### Entries provided

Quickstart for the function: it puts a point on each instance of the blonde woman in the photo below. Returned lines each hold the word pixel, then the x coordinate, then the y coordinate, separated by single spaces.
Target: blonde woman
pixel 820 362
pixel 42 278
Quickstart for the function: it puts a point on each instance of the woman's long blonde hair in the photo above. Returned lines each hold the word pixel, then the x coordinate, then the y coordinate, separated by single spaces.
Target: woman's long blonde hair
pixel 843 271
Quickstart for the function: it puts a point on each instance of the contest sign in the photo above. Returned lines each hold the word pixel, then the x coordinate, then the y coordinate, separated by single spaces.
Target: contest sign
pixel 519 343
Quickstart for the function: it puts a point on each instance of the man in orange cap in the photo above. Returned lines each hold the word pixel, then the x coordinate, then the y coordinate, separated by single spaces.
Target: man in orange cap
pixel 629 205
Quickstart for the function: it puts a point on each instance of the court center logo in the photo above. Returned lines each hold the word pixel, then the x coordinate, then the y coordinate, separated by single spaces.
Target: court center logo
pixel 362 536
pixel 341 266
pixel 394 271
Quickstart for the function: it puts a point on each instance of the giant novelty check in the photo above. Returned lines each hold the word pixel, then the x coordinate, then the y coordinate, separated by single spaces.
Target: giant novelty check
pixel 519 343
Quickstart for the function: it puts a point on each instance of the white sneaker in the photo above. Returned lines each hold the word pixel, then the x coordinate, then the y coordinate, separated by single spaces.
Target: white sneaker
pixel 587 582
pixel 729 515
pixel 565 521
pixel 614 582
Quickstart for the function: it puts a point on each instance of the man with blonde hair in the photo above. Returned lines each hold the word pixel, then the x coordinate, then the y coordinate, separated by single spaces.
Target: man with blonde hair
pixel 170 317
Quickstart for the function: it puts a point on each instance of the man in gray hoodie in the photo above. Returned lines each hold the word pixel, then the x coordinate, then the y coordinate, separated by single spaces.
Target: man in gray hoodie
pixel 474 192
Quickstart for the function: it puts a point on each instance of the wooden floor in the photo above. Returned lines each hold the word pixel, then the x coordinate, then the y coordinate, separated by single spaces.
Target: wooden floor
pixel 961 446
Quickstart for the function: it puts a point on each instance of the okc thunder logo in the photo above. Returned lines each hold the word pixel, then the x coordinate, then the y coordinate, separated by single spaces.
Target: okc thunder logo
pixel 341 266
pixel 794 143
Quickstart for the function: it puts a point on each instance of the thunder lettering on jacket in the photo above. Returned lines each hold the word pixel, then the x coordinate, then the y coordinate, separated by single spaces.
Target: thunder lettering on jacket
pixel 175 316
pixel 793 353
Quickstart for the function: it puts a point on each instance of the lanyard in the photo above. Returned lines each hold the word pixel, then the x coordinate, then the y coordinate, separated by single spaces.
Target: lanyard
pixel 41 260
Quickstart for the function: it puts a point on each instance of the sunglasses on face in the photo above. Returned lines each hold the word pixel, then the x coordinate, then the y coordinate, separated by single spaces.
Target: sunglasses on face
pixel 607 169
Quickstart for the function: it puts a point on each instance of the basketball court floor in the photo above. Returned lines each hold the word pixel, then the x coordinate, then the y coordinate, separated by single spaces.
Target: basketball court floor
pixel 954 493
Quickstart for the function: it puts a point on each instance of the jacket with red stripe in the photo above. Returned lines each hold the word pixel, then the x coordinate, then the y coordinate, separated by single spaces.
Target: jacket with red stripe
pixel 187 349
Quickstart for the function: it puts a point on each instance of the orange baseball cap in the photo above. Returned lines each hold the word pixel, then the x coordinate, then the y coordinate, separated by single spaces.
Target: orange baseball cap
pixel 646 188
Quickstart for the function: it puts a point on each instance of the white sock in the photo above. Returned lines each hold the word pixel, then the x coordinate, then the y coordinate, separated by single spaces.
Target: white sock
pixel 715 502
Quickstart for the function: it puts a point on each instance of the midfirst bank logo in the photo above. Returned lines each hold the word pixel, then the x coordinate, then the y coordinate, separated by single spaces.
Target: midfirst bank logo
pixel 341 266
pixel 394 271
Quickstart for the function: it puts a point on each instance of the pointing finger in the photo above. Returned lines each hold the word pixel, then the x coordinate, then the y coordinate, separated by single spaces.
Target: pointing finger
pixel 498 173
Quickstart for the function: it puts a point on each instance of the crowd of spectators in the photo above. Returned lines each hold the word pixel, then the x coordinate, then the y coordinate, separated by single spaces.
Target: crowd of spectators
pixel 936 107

### Required work
The reply should contain all of the entries exactly as shown above.

### The completed task
Quickstart for the function: it puts a point on each instance of the blonde woman in the photo below. Returned lines each hold the word pixel, then the x coordinate, then the y coordinate, separated by single spaces.
Target: blonde woman
pixel 820 362
pixel 42 278
Quickstart for the function: it puts a point on each instance of the woman's long blonde hair in the photo above. Returned lines each hold the word pixel, then the x coordinate, then the y coordinate, separated by single spaces.
Target: woman's long blonde hair
pixel 843 271
Quickstart for the function: it puts a point on each instance of the contest sign in the photo above. Returned lines each hold the word pixel, then the x coordinate, then the y coordinate, separated by single spaces.
Target: contest sign
pixel 519 343
Quickstart for the function: it puts a point on each instance of the man in orange cap in the photo above. Returned lines each hold the word pixel, then the x coordinate, then the y coordinate, separated by single spaces.
Target: man in orange cap
pixel 629 205
Quickstart for the function: it puts a point on each instance of the court center logo in the photo above. Returned lines each hold the word pixel, then the x coordinate, then the y coordinate, separated by single spaces.
Target: court center logo
pixel 362 536
pixel 341 266
pixel 394 271
Quickstart for the function: it puts a point on each instance of the giant novelty check in the photo above. Returned lines each hold the word pixel, then the x coordinate, then the y coordinate, separated by single spaces.
Target: giant novelty check
pixel 519 343
Quickstart for the function: it puts a point on each instance of the white sneaker in the photo above. Returned lines each hold the word pixel, then the x coordinate, then the y coordinate, separated by single spaces.
Target: white sneaker
pixel 587 582
pixel 729 515
pixel 565 521
pixel 614 582
Quickstart for the function: it puts a point on each instance of the man with blonde hair in the photo above. Returned lines each hold the word pixel, then the x coordinate, then the y coordinate, separated by single spaces.
Target: man with blonde hair
pixel 170 317
Quickstart for the function: it puts a point on each instance of the man in gray hoodie in the photo above. Returned lines each hold the word pixel, then the x coordinate, then the y coordinate, separated by single spaces.
Target: man in gray hoodie
pixel 474 192
Quickstart for the function: it puts a point on each instance of the wooden floor in the photo above. Returned lines each hold the word pixel, then the x coordinate, then the y coordinate, separated by single spaces.
Target: wooden floor
pixel 961 446
Quickstart for the function: it puts a point on each instance of the okc thunder logo in the photo above. Returned lines each hold the word pixel, then the x coordinate, then the y coordinate, separated by single spaces.
Target: okc thunder logo
pixel 341 266
pixel 794 143
Quickstart for the function: it puts a point on each instance of the thunder lettering on jacket in the photo above. Returned lines each hold the word pixel, then the x coordinate, then the y coordinate, separated by single spaces.
Target: thunder lettering on jacket
pixel 175 316
pixel 793 353
Quickstart for the function: it puts a point on each instance of the lanyard in the photo above. Returned lines each hold the word pixel, then the x coordinate, then the y coordinate, separated by single spaces.
Target: lanyard
pixel 41 260
Quickstart for the function: it puts a point on each instance of the sunglasses on face in the photo above. Returned lines each hold the word pixel, then the x coordinate, then the y coordinate, separated by single spaces.
Target: sunglasses on face
pixel 607 169
Quickstart for the function: it puts a point on each instance of the basketball court floor in the photo above. Returned lines each hold the word pixel, then the x coordinate, then the y coordinate, separated by single spaces.
Target: basketball court floor
pixel 954 493
Quickstart for the function: it puts a point on each instance of the jacket with red stripe in the photo above. Returned lines each hold the word pixel, then the x coordinate, then the y coordinate, separated by single spaces.
Target: jacket with red stripe
pixel 187 349
Quickstart for the function: it puts a point on each instance of the orange baseball cap in the photo above. Returned lines each hold the word pixel, then the x coordinate, then the y coordinate, separated by single spaces.
Target: orange baseball cap
pixel 646 188
Quickstart for the function: it puts a point on each instance of the white sock in the photo above. Returned lines each hold the word pixel, then the x coordinate, then the y coordinate, separated by single spaces.
Target: white sock
pixel 715 502
Quickstart for the function: it puts a point on each instance of the midfirst bank logo in the photo above. Returned lines each hold the word pixel, then the x coordinate, then the y coordinate, separated by single spaces.
Target: midfirst bank logo
pixel 341 266
pixel 394 271
Quickstart for the function: it puts a point on each instance of the pointing finger in the photo above. Returned lines each hold the word pixel, then the x coordinate, then the y coordinate, separated by single spaces.
Target: pointing finger
pixel 498 173
Quickstart for the function: it puts a point on each instance of the crowd of spectators in the photo above. Returned lines each hold the word pixel, then the x coordinate, then the y coordinate, separated by single spaces.
Target: crowd of spectators
pixel 936 107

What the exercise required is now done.